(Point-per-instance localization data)
==============================

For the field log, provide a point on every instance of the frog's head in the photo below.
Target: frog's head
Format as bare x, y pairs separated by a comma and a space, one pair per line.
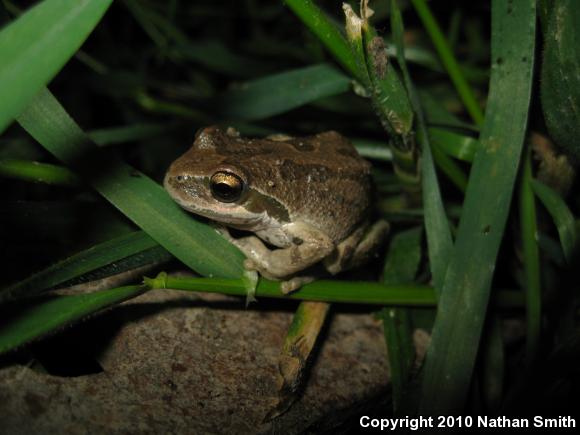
210, 181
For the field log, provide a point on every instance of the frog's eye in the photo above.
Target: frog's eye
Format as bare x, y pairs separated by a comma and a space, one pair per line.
226, 187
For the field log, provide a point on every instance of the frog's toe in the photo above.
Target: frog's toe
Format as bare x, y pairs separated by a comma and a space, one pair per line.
250, 265
295, 283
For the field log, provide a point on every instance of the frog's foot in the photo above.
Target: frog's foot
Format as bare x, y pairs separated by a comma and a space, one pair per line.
295, 283
295, 354
357, 248
278, 264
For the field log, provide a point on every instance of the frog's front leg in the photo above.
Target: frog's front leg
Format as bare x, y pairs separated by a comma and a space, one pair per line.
358, 247
308, 246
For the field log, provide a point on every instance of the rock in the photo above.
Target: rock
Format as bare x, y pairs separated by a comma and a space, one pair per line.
177, 362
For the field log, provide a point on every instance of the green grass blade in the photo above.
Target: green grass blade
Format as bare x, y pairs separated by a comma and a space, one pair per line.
24, 322
134, 194
328, 33
531, 259
456, 145
79, 264
561, 215
279, 93
450, 169
401, 266
439, 240
461, 312
33, 49
324, 291
448, 60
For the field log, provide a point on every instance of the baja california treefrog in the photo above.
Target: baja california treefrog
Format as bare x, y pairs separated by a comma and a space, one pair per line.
308, 198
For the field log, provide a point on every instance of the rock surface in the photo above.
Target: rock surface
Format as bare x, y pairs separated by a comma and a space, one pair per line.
176, 362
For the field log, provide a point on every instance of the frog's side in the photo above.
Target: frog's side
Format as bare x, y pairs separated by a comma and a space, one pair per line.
308, 196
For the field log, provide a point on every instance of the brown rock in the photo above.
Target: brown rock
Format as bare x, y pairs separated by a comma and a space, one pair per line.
177, 362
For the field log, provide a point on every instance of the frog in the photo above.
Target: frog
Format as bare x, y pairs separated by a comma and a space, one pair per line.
301, 203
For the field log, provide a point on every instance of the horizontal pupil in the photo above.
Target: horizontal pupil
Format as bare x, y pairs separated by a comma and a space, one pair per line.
225, 191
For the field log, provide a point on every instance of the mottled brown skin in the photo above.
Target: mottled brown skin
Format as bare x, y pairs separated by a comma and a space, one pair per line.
309, 195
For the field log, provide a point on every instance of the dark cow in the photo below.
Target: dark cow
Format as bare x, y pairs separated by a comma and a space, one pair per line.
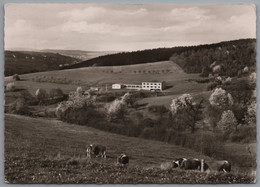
221, 166
193, 164
177, 162
97, 150
123, 159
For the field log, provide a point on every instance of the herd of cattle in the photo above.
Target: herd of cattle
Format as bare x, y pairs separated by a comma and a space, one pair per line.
182, 163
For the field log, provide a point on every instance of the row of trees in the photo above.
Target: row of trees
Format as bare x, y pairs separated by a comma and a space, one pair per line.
229, 59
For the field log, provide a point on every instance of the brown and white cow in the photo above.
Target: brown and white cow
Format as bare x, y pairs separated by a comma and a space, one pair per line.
123, 159
189, 164
220, 165
177, 162
96, 150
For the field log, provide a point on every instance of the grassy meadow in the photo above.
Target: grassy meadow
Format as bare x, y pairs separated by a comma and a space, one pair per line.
50, 151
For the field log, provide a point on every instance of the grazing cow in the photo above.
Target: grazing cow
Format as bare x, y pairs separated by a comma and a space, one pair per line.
193, 164
97, 150
221, 166
177, 162
123, 159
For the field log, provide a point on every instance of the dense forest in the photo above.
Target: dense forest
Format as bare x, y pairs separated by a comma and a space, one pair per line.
193, 59
226, 59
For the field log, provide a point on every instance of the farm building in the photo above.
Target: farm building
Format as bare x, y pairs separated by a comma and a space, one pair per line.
133, 86
153, 85
116, 86
143, 86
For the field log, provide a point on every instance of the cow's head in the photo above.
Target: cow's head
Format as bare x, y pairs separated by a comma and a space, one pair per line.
177, 163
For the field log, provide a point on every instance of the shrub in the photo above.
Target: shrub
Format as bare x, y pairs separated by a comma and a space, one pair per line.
16, 77
244, 134
212, 86
157, 109
185, 112
228, 121
210, 145
10, 87
79, 90
251, 113
220, 98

==============================

> [Your objective]:
Your copy should match the records word for word, with the pictures removed.

> [Solution to this task]:
For the field log, provide a point on every instance of the frog's head in the photo below.
Target: frog's head
Format as bare x, y pairs separated by a comma and a space, one pair per line.
210, 181
For the field log, provide a point on every instance of the frog's eye in the photo above.
Target: frog's eye
Format as bare x, y pairs separated by a comma and a space, one pair per line.
226, 187
For the field log, provide a point on every instance of the frog's toe in the photo above.
Target: frog's toe
Format as bare x, y pairs separated by a comma and a space, one pair per line.
250, 265
295, 283
For the field log, provide a point on every instance of the frog's foot in the photo above.
Target: frog's foot
Format as bare x, y pairs separated by a comma and a space, one pair per line.
295, 283
295, 354
357, 248
278, 264
For the field log, provide a point on every instance of the frog's front leg in the photo above.
Target: frog's front leg
Format as bare x, y pairs separated by a comma and a space, one pair per line.
358, 247
308, 246
For the field log, provide a point on every instance of the rock in the photo above.
Target: rock
Format as bare x, y pairs separated by a comma and a space, one pair per line.
177, 362
For the field log, provide a point on every instance of the green grass blade in the photo above.
Target: green grass blade
Format as bare x, y pairs separated by a comma and a space, one pair per line.
24, 322
134, 194
328, 33
531, 259
456, 145
79, 264
561, 215
279, 93
450, 169
401, 266
439, 240
461, 312
33, 49
324, 291
448, 60
For the field log, provide a point on every instance of the baja california treefrog in the photo above.
Target: baja california treefrog
Format as bare x, y pairs separated by a comma and a space, one pair per line.
308, 198
For the field log, provide a point on every instance of the rock surface in the photo above.
Target: rock surface
Format as bare x, y pairs separated by a comma and a space, one pair per line.
176, 362
For the field log, provide a point on every instance of the frog's side in the photo above.
Target: frog's side
Format as bare x, y pairs separated by a comma and a space, one pair per line.
308, 196
For the field log, provide a point on every instance of the brown rock in the photo above.
Target: brown rock
Format as bare x, y pairs separated by a comma and a space, one pair per line.
177, 362
For the field log, provide a point on every instance of the frog in the photo above.
Target: frog
Format as bare x, y pairs separated by a comma and a space, one pair per line.
301, 203
For the field log, provide a point on every instance of the horizontal pupil in the photo above.
Target: horizontal pupil
Format as bare x, y pairs separated by a comma and a space, one pair per line.
225, 191
For the field log, provide a point on every instance of the mottled brown skin in the photo above.
Target: mottled brown skin
Format as bare x, y pairs separated by a comma and a space, one pair per line.
309, 195
For the field log, provide a point on every instance of the dark cow in the photo below.
Target: dark cow
Format as bare x, y pairs separated by a comma and a space, one pair per line.
221, 166
193, 164
177, 162
97, 150
123, 159
For the field log, provide a point on every instance of the herd of cattle in the photo above.
Target: herd of cattle
Format as bare x, y pairs separated by a comma and a space, one pair per line.
182, 163
For the field log, provide a point on every instance of the row of trees in the photo above.
Target: row of trees
Format as bare x, y pairs separated by a comma and a space, one pair per line.
229, 59
For the field log, provide a point on every instance of the brown and white cow in the photo above.
Target: brown and white cow
Format as bare x, y pairs separated by a comma and a space, one pair per line.
123, 159
189, 164
220, 165
177, 162
96, 150
For the field log, provide a point on every instance of the grassy meadow in the photo above.
Target: grassy meadow
Format as bare x, y pairs separated by a comma and a space, one pair per line.
50, 151
For the field log, provide a point on every instance of the grazing cow in the photo above.
Target: grazing cow
Format as bare x, y pairs separated by a comma and a space, one pair per line.
193, 164
97, 150
221, 166
177, 162
123, 159
For the field log, provide a point on every instance of the dense forest in the photo above.
Target: dense forest
Format as bare x, y pairs separated by a comma and a space, one pair per line.
193, 59
226, 59
For the field log, provide a point on every instance of the farm building in the photo above.
Target: farm building
Format as bare x, y pairs separated by a comma and a space, one pair per line.
133, 86
153, 85
116, 86
143, 86
For the field log, provide a point on every instance of the cow's head in the photo above.
Target: cow's head
Format as bare x, y pairs separated by a comma and a space, one pair per line.
177, 163
For the field log, provide a point on every instance of the shrub in the photo above.
Target: shrub
Format as bare x, y pairs separated by a comma and a space, one pair per line.
16, 77
244, 134
212, 86
157, 109
185, 112
228, 121
210, 145
10, 87
79, 90
251, 113
220, 98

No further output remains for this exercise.